▶ Stated task
Transcribe the following records verbatim, starting with the line that contains "mane shown in this photo, matching this sample?" and stopping after the line that contains "Target: zebra tail", with both of those lines included.

▶ Extracted information
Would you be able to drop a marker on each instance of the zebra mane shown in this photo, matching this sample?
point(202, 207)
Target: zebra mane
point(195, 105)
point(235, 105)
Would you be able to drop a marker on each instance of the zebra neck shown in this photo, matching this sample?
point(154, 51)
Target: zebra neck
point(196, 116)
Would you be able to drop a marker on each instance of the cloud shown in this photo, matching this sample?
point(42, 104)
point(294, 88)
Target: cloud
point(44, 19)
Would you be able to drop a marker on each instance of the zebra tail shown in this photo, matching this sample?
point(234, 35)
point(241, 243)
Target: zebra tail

==

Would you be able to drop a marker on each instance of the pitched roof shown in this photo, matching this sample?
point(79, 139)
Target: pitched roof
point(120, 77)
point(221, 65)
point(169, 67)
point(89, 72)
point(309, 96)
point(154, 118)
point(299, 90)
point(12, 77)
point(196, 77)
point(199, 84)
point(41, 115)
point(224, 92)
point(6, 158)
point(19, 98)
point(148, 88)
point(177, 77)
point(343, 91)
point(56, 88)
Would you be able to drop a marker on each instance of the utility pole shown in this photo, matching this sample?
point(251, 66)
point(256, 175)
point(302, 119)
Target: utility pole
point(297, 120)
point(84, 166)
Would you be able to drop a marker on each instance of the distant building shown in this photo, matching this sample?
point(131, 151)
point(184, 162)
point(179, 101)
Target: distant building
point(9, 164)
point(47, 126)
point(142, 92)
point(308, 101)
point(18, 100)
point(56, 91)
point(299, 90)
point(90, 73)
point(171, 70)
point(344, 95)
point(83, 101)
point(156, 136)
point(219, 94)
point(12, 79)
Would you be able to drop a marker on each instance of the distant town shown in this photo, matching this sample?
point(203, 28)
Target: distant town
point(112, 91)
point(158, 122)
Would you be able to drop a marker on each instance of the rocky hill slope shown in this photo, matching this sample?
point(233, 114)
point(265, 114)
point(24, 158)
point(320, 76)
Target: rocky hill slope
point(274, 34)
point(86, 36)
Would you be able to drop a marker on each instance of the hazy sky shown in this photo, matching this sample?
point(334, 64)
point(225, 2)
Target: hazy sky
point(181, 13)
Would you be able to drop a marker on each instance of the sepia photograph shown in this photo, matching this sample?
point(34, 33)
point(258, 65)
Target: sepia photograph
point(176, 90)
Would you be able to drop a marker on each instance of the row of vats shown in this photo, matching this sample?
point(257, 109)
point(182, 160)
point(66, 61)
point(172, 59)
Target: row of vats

▶ Answer to the problem
Would you be able to drop a marker on each instance of the zebra mane shown in this photo, matching this sample?
point(202, 207)
Target: zebra mane
point(195, 105)
point(235, 105)
Would you be able to drop a marker on each instance of the zebra neck shown in this photo, matching this sample?
point(154, 51)
Target: zebra neck
point(196, 116)
Would you be able to drop a marker on each instance of the cloud shown in this photo, matching this sample?
point(42, 104)
point(294, 88)
Target: cloud
point(44, 19)
Would you be able to drop a marker on each instance of the zebra tail shown in this photo, matching this sample?
point(234, 35)
point(241, 243)
Target: zebra tail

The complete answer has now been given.